* _Task details_
Revise the items below so that "single dot" becomes "single point" wherever it occurs, and leave every other word unchanged.

==*==

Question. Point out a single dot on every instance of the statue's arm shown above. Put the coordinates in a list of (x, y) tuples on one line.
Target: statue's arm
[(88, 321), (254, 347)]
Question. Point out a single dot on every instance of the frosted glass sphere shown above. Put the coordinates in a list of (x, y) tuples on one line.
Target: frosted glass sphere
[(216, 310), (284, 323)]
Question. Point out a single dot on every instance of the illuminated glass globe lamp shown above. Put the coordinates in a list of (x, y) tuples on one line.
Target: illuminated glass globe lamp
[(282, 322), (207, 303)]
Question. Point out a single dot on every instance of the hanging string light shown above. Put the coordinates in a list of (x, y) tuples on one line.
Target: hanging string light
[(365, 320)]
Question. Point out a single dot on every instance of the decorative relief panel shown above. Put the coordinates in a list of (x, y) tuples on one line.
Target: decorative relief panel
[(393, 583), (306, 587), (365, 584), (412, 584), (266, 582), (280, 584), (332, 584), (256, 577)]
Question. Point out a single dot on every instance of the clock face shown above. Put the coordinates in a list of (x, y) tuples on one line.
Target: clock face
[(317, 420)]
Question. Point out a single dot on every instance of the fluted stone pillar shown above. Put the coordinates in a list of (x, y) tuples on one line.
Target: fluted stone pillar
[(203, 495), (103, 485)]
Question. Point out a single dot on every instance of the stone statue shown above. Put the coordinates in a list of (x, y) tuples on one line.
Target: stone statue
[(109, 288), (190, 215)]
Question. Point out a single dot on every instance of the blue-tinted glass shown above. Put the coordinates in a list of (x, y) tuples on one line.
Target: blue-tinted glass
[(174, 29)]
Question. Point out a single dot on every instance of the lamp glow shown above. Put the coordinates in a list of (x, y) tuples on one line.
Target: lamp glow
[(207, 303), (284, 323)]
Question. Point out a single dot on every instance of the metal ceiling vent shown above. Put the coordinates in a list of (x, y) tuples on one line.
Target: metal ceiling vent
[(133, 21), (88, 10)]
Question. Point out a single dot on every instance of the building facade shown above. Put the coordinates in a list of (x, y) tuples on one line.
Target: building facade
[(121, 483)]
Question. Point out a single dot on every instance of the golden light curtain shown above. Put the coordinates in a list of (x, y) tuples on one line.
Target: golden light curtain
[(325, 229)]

==*==

* _Output for this task_
Question. Point out a single point on every instance of the statue's arm shown above. Put the coordinates in a list of (x, y) tuples on one line.
Target: statue's arm
[(88, 321), (254, 347)]
Question. Point out a single point on every instance of the frosted glass sphere shown above. Put the coordinates in a list of (x, y) tuples on one line.
Target: frosted glass sphere
[(216, 310), (284, 323)]
Question. Point out a single point on every instance of the illuminated glass globe lamp shown above. Put the coordinates in a list of (x, y) tuples on one line.
Target: illuminated glass globe lamp
[(282, 322), (207, 303)]
Question. Point out a single point on every instance of the hanging string light shown above. Put the coordinates in a list of (x, y) tuples on one line.
Target: hanging string light
[(365, 320)]
Question. Point out a single point on every instance of the decorative relief panel shown above. Put the coordinates in a list of (x, y) tuples on one line.
Target: decorative relief panel
[(393, 583), (306, 587), (365, 584), (412, 584), (266, 582), (280, 584), (332, 584), (256, 577)]
Question. Point out a single point on every instance of the clock face shown above. Put the coordinates in a list of (x, y) tuples on one line.
Target: clock face
[(317, 420)]
Question. Point out a single point on every instance of the fluted stone pillar shown above. Put the coordinates in a list of (x, y) tuples on one line.
Target: fluted stone pillar
[(203, 495), (103, 485)]
Question. Point out a single point on every instance of the stone statue shown above. Put the coordinates in a list of (x, y) tuples on one line.
Target: stone statue
[(109, 288), (190, 215)]
Question. Point out a single point on every instance of the blue-tinted glass shown above. Put the coordinates in a list of (x, y) tuples on one line.
Target: blue-tinted glass
[(174, 29)]
Question. Point out a single point on every instance of the lamp glow shown above. Put the coordinates in a list of (x, y) tuples on one line.
Target: lamp glow
[(207, 303), (284, 323)]
Question. Point out a single point on every instance of the metal ceiling vent shown above. Put the coordinates in a list of (x, y) tuples on one line.
Target: metal ceiling vent
[(133, 21), (88, 10)]
Question. Point out a single point on every instance of the building facade shown above. Put the coordinates in a list of (x, y) tuples on one line.
Target: building facade
[(121, 483)]
Question. Point out a single point on every instance of the golden light curtain shown above. Put the coordinates in a list of (x, y) tuples on one line.
Target: golden light curtain
[(325, 229)]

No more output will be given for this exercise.